(Fragmento de texto):
Desvaríos y pesadumbre de un poeta de Espenuca
jueves 20 de febrero de 2014, 23:21h
Usted sabe de sobra la decadencia en la cual estamos
inmersos. La corrupción, el desenfado, el engaño, la ambición populista, la
demencia suburbana y de la otra, los relatos oficiales, el deterioro cotidiano
y la borrachera ideológica van conformando un país con metamorfósis y fachadas
inimaginables. Hasta el hartazgo, compañero. Tahúres y fulleros en la mesa de
los contrabandistas.
En un artículo que publicó Jorge Luis Borges sobre los
poetas de Buenos Aires (1966), señala que "así como otros países, Inglaterra
por ejemplo, sueñan con el mar, asi nosotros tenemos como una nostalgia de un
tipo de vida infame y cuchillera". Sabemos que toda realidad es compleja y que
tal vez el juicio de Borges no se ajustaba a la realidad, o mejor dicho, lo
simbólico de nuestra identidad quizá no sea precisamente esa. Pero no está del
todo equivocado, no estaba del todo equivocado. Desde la época de nuestras
luchas intestinas hay algo de perversión, de sangre en cada movimiento, en cada
acto. Nuestro primer cuento, El matadero de Esteban Echevrría, nos muestra
violación, tortura e intolerancia. En nuestros días lo vemos en las barras bravas, en las escenas de la vida
cotidiana, en el ocio represivo de las vacaciones, en ciertas mitologías que tienen relación con
lo más bajo de nuestro ser nacional.
Los echaban. A los que no llevaban luto los echaban. Era
obligatorio llevarlo. Mi padre no me lo puso. "Vas a ir a la escuela sin luto".
Yo tenía seis o siete años; sabía por las conversaciones en voz baja de mi familia, que algo no andaba bien,
"que los pesquisas", "que la demagogia", "que la delación", "que la cárcel". Mi
padre dijo: "No usé luto por mi madre ni por mi padre". Don Manuel era ateo,
contestario. Creo que la poesía viene de ese mundo. Mi madre configuró lo suyo
con su ternura y su silencio, seguro. El resto vino con el aire y la nostalgia.

(Ejercicio 1): Reproduce el texto sobre el poeta de Espenuca comenzando en "Yo tenía seis" y siguiendo hasta "y la nostalgia.", pero sustituye "ternura" por "dulzura".
(Ejercicio 2): Prosigue el texto sobre el poeta de Espenuca a partir del punto en que termina.

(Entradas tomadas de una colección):
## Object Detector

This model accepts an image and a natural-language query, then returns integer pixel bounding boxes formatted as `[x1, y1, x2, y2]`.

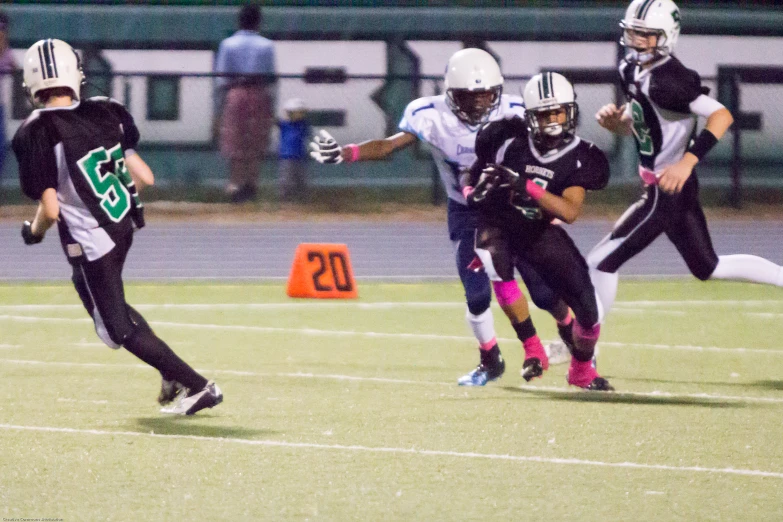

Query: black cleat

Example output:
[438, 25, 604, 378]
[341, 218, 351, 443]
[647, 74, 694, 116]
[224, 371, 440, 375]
[521, 357, 544, 382]
[586, 377, 614, 391]
[158, 379, 187, 406]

(Tu respuesta 1):
Yo tenía seis o siete años; sabía por las conversaciones en voz baja de mi familia, que algo no andaba bien,
"que los pesquisas", "que la demagogia", "que la delación", "que la cárcel". Mi
padre dijo: "No usé luto por mi madre ni por mi padre". Don Manuel era ateo,
contestario. Creo que la poesía viene de ese mundo. Mi madre configuró lo suyo
con su dulzura y su silencio, seguro. El resto vino con el aire y la nostalgia.

(Tu respuesta 2):
Años después
comprendí mi infancia gracias a los autores italianos de postguerra. Moravia,
Pratolini, Pasolini, Pavese, me llenaron los ojos de imágenes y de ideología.
Luego vendría Visconti, De Sica, Rossellini... ellos me llenaron el corazón de
pasión y de poesía. El cine y la literatura fueron conformando mi espíritu.
Eran seres cercanos a mis sentimientos, a mi entorno. Hombres y mujeres que
solía ver por las calles de mi ciudad, en los viejos mercados, en las plazas
del barrio, en el café del tío Pedro. Por supuesto que ya sabía de Pérez Galdós
y de Emilia Pardo Bazán.
Voces, hay voces que me llegan desde lo literario. Adulón es
una de ellas. Otras. Comparsa, mascarada, petulante, ominoso, locuaz, lealtades
inconfesables, obsecuente. Una más: carnestolenda. Son vocablos que no se
relacionan con lo poético, que se vinculan con otros temas. Voces que me
acompañan desde hace siglos, voces que escucho en sueños, en hospitales, en
fábricas, en embajadas, en programas televisivos. Carl Jung escribió que "...la
naturaleza aspira a expresarse, agotando sus posibilidades. El hombre, igual."
(Hoy escuché por radio un reportaje a una profesora de
literatura. Contaba que los alumnos no podían leer libros, que les era
imposible en cuarto año leer una página de Don Quijote. Querían analizar textos
de la cumbia villera. La profesora estaba desesperada. El periodista dijo con
firmeza: "Bueno, bueno, ni una cosa ni la otra".)
Cuando una estatua que personifica a un dios es tocada por
la palabra cobra vida. Genera un mundo metafísico, una metamorfosis que opera
sobre el tiempo cronológico. El individuo no es sólo el resultado de un proceso
histórico. El individuo es un ser polifacético. (¿Qué miente la historia, el
Poder, la familia? ¿Qué ocultan en cada acto mis palabras, mis sueños, mis
miradas? ¿Qué oculta cada lector, cada uno de nosotros?) Lo romántico contamina
la crónica, la historia; distorsiona los hechos. Me sigue entusiasmando el
vuelo del pájaro, las olas del mar, el silencio.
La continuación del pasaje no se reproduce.